TEXT PASSAGE –
========================================================================

While that bailout emphasized saving jobs in the restaurant and hospitality industries — even those jobs created by corporations — it left a sour taste in the mouths of many small business owners. This round aims to be more equitable.
Included in the provision:
Sole proprietors, independent contractors and self-employed people will be eligible to receive a PPP loan.
The restriction on PPP access for small business owners with prior non-fraud felony convictions will be removed.
Student loan debt delinquency will be eliminated as a disqualifier for participating in PPP.
Non-citizen small business owners who are lawful U.S. residents will be ensured access by allowing those proprietors to use an Individual Taxpayer Identification Number to apply for PPP.
One additional goal is to ensure often-overlooked minority small business owners aren’t overlooked this round.
“Thousands of minority-owned small businesses were at the end of the line in the government’s coronavirus relief program as many struggled to find banks that would accept their applications or were disadvantaged by the terms of the program,” The Associated Press reported in late December. “Data from the Paycheck Protection Program released Dec. 1 and analyzed by The Associated Press show that many minority owners desperate for a relief loan didn’t receive one until the PPP’s last few weeks while many more white business owners were able to get loans earlier in the program.

========================================================================

[Stored records]

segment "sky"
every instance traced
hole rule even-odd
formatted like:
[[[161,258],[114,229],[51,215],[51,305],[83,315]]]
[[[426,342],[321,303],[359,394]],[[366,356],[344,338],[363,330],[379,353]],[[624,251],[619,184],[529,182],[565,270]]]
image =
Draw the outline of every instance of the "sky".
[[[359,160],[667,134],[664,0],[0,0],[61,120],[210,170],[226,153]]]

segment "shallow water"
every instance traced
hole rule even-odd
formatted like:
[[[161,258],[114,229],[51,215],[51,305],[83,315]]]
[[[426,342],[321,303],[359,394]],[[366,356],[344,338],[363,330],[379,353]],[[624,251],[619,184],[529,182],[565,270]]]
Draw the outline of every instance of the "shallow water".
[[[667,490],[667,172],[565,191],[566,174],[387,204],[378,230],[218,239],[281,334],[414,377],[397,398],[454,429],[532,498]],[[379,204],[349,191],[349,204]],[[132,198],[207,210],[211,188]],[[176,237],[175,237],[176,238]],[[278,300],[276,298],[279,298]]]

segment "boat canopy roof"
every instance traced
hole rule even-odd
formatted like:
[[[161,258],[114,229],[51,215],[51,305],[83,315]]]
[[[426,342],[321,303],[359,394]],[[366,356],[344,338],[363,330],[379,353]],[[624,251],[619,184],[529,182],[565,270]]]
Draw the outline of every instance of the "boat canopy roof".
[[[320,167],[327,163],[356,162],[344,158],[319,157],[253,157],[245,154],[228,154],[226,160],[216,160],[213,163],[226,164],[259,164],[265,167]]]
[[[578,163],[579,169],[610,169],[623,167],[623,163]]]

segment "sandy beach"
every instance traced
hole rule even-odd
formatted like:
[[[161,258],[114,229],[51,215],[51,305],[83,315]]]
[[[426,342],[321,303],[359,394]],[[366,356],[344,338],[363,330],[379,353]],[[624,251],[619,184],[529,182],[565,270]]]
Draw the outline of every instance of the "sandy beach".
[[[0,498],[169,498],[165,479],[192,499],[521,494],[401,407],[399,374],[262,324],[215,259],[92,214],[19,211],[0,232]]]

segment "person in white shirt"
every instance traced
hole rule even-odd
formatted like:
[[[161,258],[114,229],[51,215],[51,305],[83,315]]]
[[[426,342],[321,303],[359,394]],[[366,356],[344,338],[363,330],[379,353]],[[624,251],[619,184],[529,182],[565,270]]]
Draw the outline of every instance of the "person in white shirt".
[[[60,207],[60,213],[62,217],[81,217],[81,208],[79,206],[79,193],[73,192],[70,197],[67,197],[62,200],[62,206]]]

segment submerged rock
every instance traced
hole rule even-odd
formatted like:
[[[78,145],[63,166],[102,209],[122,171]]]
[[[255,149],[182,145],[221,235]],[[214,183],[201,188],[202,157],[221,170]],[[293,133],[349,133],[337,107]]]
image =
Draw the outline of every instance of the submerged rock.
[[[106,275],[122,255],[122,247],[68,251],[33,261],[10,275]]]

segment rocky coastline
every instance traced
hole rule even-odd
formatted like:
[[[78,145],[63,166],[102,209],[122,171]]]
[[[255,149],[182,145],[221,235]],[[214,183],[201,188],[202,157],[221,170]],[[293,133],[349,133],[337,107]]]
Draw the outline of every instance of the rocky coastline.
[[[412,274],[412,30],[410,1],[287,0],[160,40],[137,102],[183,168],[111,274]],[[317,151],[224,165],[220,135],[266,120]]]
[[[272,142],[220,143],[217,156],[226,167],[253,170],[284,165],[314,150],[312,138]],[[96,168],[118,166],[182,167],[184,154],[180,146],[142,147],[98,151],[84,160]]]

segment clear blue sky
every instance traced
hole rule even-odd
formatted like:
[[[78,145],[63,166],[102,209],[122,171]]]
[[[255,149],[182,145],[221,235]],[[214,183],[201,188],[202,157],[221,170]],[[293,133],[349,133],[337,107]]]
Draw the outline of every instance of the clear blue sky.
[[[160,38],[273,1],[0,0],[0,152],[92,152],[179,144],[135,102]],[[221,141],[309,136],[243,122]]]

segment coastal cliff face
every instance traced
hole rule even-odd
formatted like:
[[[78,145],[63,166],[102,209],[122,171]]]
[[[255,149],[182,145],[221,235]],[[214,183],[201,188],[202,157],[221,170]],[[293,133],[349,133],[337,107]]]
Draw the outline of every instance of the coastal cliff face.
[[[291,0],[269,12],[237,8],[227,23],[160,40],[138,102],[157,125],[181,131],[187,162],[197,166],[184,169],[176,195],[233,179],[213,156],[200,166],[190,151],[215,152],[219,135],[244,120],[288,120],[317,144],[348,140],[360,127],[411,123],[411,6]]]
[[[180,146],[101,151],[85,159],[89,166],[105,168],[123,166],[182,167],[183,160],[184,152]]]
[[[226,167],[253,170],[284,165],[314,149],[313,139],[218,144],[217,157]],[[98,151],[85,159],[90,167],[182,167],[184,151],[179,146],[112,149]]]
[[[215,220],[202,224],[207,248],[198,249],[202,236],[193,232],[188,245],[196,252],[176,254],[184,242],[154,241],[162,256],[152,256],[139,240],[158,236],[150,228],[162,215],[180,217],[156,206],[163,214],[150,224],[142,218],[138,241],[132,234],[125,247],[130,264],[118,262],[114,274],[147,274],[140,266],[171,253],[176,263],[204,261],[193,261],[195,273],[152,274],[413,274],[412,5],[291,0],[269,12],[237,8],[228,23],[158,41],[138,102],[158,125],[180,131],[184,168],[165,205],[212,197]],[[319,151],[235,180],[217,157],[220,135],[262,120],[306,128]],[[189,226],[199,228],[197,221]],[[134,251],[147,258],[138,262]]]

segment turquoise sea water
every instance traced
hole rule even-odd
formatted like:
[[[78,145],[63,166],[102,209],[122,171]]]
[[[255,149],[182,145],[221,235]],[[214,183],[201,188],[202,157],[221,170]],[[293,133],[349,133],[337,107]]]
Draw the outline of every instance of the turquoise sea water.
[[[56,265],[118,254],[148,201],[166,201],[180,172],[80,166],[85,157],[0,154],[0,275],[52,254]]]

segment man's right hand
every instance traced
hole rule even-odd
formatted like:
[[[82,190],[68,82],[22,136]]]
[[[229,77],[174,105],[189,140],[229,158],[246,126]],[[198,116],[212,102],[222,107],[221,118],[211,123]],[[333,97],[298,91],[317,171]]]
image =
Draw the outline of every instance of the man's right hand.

========================================================================

TRY IT –
Extend the passage on the new round of Paycheck Protection Program loans above, picking up right after its last sentence.

EXERCISE RESULT –
“The program, which began April 3 and ended Aug. 8 and handed out 5.2 million loans worth $525 billion, helped many businesses stay on their feet during a period when government measures to control the coronavirus forced many to shut down or operate at a diminished capacity. But it struggled to meet its promise of aiding communities that historically haven’t gotten the help they needed.”
The postmortem of the first round of PPP loans was sad and predictable. Those who didn’t need loans got them and those who needed them most were largely ignored until negative public perception became too much to stomach.
Many small businesses, including those owned by minorities, should have a renewed sense of hope with the second round of PPP funding moving from concept to reality. But it’s a shame it took a pandemic to shine a light on the discrepancies that still hinder businesses owned by people of color. That these businesses were overlooked at all should serve as a valuable lesson as the nation, state and our city continue their recoveries.
Editor’s note: The PPP application period for businesses with 20 or fewer employees ends March 10. Guidance for small businesses, including finding lenders and identifying loans, can be found at sba.gov.